TASK 1: Copy the passage of the colonoscopy account starting at "When I was 17, I" and ending at "hurt like hell.", with no changes.
TASK 2: Please explain, in one to three sentences and using the colonoscopy account, why the procedure can be painful for some people.
TASK 3: Extend the colonoscopy account with new writing that picks up after its final sentence.

-- DOCUMENT SEGMENT follows --

When I was 17, I volunteered with a hospital colorectal surgical firm. One of the  joys of this was spending a morning watching colonoscopies being carried out. It was mostly the elderly, as it often is with hospitals, and some were moaning with pain throughout. I thought to myself, come on, how painful can a colonoscopy be?

Very. Not only was I giving sedation referred to as “conscious sedation”, where you are still aware of whats going on around you, but it’s like being very, very drunk, I also had to be giving gas and air because I honestly thought the guy was trying to push the goddamn endoscope through my abdomen. It hurt like hell.

Not to put anyone off, it doesn’t hurt like that for everyone, but some people have “looping” of the bowel, which makes it difficult to pass the camera through and hence, painful. I also found it hilarious, as it was like being absolutely wasted, when I saw what I believed to be the end of the large bowel on the screen and exclaimed, “OMG its the ileocecal valve” in officially the most insane voice ever to be used in a colonoscopy ever. To which the consultant just laughed and asked if I’d “revised” for this. I don’t remember my response, I don’t remember a whole lot of it in fact. Much like a very drunk night out!

When it was over I was glad, they gave me some tea which I then proceeded to vomit everywhere. I then managed to beg for some antiemetics and for my cannula to be removed before I did it myself. I’m very anti-cannulars, they really freak me out. I then got a taxi home and pretty much passed out for a good eight hours.

-- DOCUMENT SEGMENT concluded --
-- DATASET follows --

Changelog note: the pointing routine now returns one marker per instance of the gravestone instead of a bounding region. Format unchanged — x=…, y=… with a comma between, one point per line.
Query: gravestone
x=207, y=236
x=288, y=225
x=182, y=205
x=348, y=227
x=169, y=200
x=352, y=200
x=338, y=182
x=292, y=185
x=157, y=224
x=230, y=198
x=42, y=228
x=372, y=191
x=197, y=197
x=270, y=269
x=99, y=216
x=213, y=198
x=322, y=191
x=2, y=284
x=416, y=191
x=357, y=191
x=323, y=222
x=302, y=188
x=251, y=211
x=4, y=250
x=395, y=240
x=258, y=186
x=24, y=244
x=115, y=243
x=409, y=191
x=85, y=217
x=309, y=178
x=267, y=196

-- DATASET concluded --

EXERCISE ANSWER 1:
When I was 17, I volunteered with a hospital colorectal surgical firm. One of the  joys of this was spending a morning watching colonoscopies being carried out. It was mostly the elderly, as it often is with hospitals, and some were moaning with pain throughout. I thought to myself, come on, how painful can a colonoscopy be?

Very. Not only was I giving sedation referred to as “conscious sedation”, where you are still aware of whats going on around you, but it’s like being very, very drunk, I also had to be giving gas and air because I honestly thought the guy was trying to push the goddamn endoscope through my abdomen. It hurt like hell.

EXERCISE ANSWER 2: Some people have "looping" of the bowel. This makes it difficult to pass the camera through, so the colonoscopy becomes painful for them.

EXERCISE ANSWER 3:
The procedure itself was by no means the worst part. That was almost the fun part with its drunk like inducing drugs and hysterical laughter. The preparation is the worst.

In order to actually be able to have a camera inserted where the sun don’t shine, you must have the bowels completely empty. To achieve this, I was given the world’s most vile tasting solution ever conceived. And to make matters worse, I had to drink four litres of the stuff within 5 hours. My recommendation for anyone who has to this is simple. Buy some lime juice and a shot glass  and then chase down every sip with some lime. I don’t know if you’re supposed to have lime juice, but at the time I really didn’t care. It was either that or not drink the liquid. And at any rate my bowel was very clear. I was about two litres in when I had finally discovered this technique. After a good old bout of retching, I decided to use the lime juice, but I drank it before each sip. It helped a little, but the real problem was the after taste. Once I’d found the magical solution of a chaser of lime, it was smooth sailing.

The only good thing to say about the prep is that it made me so nauseated that at least I didn’t notice how hungry I was!

All in all, colonoscopies are not the most pleasant of experiences, but still way better than the endoscope I had done on my stomach. When that consultant hands you that consent form asking you if you’d like to be sedated for god sakes say yes. I didn’t and I still have the nightmares.